Selected text -
================================

Files
quicproquo/docs/status.md

224 lines
11 KiB
Markdown

# Status Log
## 2026-04-01 — Production Infrastructure Sprint
### Completed
- **Error handling** — `error.rs`: Structured error types with context for all subsystems
- MeshError, TransportError, RoutingError, CryptoError, ProtocolError, StoreError, ConfigError
- ErrorContext trait for chaining errors with context
- Helper methods for common error construction
- **Configuration** — `config.rs`: Runtime config with TOML parsing
- MeshConfig, IdentityConfig, AnnounceConfig, RoutingConfig, StoreConfig
- TransportConfig (QUIC/TCP/LoRa), CryptoConfig, RateLimitConfig, LoggingConfig
- Validation with meaningful error messages
- MeshConfig::constrained() preset for low-resource devices
- **Metrics/Observability** — `metrics.rs`: Counter/Gauge/Histogram primitives
- Per-transport metrics (sent/received/errors/bytes)
- Routing metrics (table size, lookups, misses)
- Store metrics (stored/delivered/expired)
- Crypto metrics (encryptions, failures, replay detections)
- JSON-serializable MetricsSnapshot for export
- **Rate limiting** — `rate_limit.rs`: DoS protection
- TokenBucket with configurable refill rate
- Per-peer limiters for messages, announces, KeyPackage requests
- DutyCycleTracker for LoRa EU868 compliance
- BackpressureController with priority-based shedding
- **Persistence** — `persistence.rs`: Durable storage
- AppendLog with JSON entries and compaction
- PersistentRoutingTable with TTL-based expiry
- PersistentMessageStore for offline delivery
- Atomic file operations with fsync
- **Graceful shutdown** — `shutdown.rs`: Coordinated termination
- ShutdownCoordinator with phase transitions (Draining → Persisting → Cleanup → Complete)

================================

Supplied material -
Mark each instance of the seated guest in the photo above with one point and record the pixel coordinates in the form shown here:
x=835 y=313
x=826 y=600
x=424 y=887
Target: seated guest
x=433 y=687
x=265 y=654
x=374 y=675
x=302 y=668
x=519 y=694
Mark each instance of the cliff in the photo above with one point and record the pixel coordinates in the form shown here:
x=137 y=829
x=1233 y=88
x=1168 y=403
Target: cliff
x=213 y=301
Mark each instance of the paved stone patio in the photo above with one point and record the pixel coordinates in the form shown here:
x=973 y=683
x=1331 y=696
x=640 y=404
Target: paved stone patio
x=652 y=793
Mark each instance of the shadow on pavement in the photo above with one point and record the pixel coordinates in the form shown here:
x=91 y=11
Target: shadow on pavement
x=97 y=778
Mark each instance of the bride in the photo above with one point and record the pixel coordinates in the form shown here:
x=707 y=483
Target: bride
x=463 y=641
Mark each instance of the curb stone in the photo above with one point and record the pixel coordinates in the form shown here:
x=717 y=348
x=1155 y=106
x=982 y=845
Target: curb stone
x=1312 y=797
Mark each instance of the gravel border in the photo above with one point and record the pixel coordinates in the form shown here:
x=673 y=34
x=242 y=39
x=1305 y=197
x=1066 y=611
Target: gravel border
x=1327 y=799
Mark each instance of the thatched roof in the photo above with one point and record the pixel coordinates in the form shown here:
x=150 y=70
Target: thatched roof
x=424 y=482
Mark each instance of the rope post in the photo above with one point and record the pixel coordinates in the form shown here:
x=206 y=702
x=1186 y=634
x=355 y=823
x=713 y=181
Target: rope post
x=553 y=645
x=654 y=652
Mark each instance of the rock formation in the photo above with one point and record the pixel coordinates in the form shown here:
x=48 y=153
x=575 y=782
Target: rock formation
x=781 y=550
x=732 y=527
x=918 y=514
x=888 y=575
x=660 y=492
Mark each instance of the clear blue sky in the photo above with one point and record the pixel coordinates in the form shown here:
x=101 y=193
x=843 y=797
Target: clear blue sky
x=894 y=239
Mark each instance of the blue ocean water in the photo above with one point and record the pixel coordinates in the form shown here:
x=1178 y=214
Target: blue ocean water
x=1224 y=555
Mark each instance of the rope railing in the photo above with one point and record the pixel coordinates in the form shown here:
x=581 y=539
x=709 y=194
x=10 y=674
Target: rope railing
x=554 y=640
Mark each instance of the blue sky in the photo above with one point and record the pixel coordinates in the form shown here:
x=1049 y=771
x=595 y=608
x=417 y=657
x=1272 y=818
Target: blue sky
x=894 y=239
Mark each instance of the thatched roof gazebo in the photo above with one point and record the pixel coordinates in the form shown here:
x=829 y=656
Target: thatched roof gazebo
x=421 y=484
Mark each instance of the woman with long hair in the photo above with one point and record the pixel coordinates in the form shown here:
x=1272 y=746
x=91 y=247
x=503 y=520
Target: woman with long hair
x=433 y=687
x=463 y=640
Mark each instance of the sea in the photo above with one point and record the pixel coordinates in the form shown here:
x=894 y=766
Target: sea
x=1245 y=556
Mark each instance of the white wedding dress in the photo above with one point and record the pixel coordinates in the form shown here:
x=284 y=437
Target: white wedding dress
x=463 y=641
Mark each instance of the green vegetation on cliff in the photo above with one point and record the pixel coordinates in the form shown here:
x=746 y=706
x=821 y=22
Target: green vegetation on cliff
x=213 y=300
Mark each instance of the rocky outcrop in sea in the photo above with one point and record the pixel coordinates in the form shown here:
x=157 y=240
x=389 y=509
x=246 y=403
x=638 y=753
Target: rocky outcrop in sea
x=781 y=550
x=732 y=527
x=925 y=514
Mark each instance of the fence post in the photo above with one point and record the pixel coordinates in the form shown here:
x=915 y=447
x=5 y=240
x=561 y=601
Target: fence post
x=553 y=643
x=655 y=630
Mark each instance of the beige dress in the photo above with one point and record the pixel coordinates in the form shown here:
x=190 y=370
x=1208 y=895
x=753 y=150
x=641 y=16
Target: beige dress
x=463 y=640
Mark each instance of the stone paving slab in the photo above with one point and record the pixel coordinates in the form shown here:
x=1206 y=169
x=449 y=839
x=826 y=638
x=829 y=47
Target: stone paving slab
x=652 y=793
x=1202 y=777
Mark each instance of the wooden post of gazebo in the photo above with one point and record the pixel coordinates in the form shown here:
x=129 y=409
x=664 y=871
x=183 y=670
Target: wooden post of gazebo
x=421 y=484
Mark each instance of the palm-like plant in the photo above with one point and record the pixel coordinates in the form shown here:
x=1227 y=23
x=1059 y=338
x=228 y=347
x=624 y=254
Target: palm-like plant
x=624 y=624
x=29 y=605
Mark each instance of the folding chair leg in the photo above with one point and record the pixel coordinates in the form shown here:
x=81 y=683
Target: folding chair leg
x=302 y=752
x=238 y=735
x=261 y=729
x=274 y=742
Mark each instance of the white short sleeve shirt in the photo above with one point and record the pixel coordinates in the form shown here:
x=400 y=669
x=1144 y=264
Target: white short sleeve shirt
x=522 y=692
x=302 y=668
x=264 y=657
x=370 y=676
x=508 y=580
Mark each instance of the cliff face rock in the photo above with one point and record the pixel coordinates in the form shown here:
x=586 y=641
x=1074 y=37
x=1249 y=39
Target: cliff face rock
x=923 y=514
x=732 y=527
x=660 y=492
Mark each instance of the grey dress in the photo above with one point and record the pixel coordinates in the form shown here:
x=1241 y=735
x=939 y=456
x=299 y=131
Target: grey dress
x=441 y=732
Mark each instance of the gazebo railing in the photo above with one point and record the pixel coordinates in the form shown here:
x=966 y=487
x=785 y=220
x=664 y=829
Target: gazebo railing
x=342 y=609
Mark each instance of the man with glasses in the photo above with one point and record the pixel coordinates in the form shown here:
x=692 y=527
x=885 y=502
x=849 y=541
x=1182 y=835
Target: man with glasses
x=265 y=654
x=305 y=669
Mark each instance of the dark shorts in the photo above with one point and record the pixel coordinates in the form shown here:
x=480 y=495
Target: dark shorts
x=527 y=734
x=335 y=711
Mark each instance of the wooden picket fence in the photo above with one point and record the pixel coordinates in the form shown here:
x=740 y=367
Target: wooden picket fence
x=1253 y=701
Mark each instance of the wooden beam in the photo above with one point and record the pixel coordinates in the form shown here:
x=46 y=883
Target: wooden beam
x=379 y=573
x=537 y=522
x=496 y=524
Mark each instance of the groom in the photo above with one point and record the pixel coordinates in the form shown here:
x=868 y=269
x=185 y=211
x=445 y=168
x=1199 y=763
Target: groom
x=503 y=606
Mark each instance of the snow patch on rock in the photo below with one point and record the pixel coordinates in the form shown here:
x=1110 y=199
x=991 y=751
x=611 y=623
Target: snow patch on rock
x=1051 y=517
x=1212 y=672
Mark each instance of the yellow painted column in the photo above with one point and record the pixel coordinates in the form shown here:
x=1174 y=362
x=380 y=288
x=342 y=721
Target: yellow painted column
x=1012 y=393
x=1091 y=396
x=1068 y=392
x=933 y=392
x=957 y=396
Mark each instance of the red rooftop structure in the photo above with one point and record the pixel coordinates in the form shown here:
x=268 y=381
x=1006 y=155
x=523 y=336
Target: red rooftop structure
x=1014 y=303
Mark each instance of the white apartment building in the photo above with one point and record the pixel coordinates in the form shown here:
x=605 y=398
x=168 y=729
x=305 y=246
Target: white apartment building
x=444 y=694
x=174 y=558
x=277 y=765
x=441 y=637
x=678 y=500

================================

Task details - Can you reproduce the status log from "# Status Log" to "Per-transport metrics (sent/received/errors/bytes)" with every "MeshConfig" renamed to "NodeConfig"?

Exercise result -
# Status Log
## 2026-04-01 — Production Infrastructure Sprint
### Completed
- **Error handling** — `error.rs`: Structured error types with context for all subsystems
- MeshError, TransportError, RoutingError, CryptoError, ProtocolError, StoreError, ConfigError
- ErrorContext trait for chaining errors with context
- Helper methods for common error construction
- **Configuration** — `config.rs`: Runtime config with TOML parsing
- NodeConfig, IdentityConfig, AnnounceConfig, RoutingConfig, StoreConfig
- TransportConfig (QUIC/TCP/LoRa), CryptoConfig, RateLimitConfig, LoggingConfig
- Validation with meaningful error messages
- NodeConfig::constrained() preset for low-resource devices
- **Metrics/Observability** — `metrics.rs`: Counter/Gauge/Histogram primitives
- Per-transport metrics (sent/received/errors/bytes)